**Problem requirements**
How many lines in the records below contain the string "door"? Answer with the number alone.

**Supplied records**

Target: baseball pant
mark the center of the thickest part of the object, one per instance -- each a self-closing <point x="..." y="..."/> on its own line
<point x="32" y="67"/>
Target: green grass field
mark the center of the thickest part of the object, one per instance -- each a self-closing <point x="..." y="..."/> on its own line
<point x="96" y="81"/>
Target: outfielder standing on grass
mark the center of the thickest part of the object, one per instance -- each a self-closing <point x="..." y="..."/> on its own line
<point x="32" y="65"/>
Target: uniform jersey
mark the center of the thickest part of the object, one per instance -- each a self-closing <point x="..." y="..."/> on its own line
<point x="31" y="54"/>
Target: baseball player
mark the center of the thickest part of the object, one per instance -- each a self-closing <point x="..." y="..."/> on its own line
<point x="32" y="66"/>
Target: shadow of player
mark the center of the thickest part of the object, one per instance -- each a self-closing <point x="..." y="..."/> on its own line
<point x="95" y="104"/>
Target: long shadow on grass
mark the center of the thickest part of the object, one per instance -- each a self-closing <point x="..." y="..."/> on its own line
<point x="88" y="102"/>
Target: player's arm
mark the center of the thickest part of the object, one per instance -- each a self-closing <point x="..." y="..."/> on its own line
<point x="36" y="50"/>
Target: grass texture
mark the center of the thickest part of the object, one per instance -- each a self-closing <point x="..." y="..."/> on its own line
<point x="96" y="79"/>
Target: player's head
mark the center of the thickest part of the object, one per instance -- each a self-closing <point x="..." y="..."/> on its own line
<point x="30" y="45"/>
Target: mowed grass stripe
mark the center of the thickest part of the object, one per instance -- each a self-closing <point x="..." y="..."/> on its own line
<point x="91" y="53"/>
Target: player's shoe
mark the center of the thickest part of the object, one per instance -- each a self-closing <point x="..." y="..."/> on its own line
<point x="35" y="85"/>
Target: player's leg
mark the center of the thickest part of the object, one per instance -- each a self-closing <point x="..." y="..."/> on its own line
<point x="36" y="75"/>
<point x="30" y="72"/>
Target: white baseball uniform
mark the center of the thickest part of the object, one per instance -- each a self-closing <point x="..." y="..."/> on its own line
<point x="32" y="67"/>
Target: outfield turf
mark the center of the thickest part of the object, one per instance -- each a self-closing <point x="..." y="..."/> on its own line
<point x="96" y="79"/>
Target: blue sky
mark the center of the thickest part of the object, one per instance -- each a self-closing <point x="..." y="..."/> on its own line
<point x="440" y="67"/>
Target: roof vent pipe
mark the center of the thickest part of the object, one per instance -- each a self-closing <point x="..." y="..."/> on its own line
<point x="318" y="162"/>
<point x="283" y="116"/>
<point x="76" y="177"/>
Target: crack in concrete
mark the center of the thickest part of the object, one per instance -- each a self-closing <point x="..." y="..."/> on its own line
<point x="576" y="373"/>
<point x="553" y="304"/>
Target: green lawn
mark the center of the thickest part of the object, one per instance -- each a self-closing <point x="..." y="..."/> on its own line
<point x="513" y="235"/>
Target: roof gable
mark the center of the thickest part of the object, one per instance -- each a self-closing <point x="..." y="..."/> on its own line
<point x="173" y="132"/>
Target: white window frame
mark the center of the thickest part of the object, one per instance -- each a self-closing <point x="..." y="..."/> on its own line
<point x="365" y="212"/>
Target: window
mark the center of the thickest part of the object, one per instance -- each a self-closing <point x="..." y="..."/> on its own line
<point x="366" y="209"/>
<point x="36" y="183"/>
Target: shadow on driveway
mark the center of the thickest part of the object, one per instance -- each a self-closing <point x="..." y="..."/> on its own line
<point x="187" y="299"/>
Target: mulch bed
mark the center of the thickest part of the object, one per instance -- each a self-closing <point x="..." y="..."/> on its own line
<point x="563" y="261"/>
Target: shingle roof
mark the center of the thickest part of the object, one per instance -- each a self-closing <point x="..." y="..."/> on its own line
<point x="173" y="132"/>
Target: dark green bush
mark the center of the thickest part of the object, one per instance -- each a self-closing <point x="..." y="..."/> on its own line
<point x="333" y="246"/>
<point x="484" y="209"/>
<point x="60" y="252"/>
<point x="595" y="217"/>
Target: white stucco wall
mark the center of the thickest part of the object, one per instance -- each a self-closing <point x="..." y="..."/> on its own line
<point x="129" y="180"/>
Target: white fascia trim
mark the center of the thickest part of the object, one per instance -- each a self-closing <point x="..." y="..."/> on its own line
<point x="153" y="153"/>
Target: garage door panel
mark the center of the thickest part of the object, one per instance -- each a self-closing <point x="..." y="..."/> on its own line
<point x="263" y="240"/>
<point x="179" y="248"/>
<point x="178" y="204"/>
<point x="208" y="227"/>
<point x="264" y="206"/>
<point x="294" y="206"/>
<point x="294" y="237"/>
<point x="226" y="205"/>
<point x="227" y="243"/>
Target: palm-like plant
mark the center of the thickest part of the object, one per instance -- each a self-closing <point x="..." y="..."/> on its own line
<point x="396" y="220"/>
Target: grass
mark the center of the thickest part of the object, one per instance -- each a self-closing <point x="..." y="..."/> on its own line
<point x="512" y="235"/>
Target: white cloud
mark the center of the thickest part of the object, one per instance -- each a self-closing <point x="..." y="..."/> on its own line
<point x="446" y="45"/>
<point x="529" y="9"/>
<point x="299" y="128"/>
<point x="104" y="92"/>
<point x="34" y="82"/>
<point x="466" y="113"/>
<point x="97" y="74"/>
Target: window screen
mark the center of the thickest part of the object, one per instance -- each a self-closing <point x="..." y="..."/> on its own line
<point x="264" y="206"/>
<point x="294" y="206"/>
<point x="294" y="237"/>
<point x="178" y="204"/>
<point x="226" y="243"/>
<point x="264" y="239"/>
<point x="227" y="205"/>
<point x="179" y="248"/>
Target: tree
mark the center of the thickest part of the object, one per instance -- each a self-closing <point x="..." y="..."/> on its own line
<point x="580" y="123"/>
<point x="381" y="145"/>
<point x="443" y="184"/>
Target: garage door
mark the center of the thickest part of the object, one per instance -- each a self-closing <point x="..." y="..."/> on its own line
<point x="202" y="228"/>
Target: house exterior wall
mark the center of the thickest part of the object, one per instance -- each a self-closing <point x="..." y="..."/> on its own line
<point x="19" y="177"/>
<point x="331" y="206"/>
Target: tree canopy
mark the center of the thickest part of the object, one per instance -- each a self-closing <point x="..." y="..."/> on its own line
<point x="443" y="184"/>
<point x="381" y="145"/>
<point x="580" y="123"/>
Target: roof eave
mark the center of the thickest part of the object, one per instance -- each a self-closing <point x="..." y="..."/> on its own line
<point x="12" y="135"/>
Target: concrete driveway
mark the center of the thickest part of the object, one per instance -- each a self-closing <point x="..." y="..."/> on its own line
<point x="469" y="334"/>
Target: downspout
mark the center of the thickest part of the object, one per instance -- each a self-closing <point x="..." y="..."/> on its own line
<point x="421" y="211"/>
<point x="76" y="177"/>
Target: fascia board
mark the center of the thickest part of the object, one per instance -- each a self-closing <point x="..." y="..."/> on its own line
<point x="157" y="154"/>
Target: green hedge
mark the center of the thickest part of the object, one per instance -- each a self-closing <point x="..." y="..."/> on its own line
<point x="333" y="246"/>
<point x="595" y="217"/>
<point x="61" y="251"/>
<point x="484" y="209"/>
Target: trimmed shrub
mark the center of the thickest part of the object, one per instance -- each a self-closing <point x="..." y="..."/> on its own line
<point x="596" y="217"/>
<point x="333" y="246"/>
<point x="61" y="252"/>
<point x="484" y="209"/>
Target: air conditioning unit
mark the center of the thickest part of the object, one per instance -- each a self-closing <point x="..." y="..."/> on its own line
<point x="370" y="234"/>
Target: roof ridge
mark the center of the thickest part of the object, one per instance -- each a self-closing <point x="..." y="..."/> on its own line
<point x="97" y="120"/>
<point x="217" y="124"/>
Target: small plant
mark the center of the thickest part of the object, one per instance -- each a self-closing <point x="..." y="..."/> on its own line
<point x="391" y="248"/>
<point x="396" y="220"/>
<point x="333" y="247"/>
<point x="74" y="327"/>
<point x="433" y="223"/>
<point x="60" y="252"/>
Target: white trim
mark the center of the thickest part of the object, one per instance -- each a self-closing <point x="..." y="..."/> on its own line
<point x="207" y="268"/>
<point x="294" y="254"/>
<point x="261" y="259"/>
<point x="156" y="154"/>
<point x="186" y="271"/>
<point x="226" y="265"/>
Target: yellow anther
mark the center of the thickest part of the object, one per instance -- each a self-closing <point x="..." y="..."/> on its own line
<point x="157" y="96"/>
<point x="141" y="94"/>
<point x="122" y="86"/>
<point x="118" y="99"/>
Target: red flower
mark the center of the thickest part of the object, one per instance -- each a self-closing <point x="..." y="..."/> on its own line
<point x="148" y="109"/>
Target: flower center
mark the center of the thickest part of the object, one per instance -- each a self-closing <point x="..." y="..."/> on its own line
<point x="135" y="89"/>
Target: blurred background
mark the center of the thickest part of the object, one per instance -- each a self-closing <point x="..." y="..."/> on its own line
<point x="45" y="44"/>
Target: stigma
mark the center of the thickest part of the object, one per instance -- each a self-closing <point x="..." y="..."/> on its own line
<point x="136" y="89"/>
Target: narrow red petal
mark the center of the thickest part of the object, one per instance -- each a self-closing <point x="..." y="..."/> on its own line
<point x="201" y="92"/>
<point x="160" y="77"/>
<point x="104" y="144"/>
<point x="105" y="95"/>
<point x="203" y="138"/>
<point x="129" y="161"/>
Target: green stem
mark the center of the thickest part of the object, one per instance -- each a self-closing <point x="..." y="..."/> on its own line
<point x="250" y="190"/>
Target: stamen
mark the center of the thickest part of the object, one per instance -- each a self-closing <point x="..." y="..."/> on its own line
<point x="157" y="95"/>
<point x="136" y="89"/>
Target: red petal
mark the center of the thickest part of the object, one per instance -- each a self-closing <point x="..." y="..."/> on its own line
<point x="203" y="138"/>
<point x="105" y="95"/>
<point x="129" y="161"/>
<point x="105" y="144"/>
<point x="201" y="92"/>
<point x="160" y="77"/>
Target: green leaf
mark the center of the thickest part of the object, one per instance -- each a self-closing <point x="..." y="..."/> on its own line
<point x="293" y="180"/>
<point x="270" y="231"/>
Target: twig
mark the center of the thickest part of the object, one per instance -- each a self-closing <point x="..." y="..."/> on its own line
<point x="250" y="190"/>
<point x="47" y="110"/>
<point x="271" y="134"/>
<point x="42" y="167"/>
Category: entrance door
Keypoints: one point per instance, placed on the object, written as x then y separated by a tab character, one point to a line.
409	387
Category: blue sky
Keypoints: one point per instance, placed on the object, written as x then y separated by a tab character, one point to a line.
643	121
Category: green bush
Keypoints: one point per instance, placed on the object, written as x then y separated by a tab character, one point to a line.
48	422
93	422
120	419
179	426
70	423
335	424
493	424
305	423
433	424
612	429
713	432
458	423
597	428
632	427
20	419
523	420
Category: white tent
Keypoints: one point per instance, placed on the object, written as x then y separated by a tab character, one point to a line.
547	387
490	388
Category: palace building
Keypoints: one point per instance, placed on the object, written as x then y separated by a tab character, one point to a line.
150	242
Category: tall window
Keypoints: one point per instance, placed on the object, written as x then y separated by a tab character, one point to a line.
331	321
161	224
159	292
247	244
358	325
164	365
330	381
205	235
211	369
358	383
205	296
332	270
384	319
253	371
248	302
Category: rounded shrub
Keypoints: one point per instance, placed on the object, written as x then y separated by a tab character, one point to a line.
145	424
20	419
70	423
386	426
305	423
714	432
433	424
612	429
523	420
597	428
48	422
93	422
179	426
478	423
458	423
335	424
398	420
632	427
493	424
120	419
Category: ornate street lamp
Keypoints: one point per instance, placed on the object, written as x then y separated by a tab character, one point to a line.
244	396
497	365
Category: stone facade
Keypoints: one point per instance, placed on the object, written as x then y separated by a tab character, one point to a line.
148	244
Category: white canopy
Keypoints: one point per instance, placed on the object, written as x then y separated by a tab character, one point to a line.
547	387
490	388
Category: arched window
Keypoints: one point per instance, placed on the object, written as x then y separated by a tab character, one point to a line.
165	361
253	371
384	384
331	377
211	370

**Solution to the exercise**
3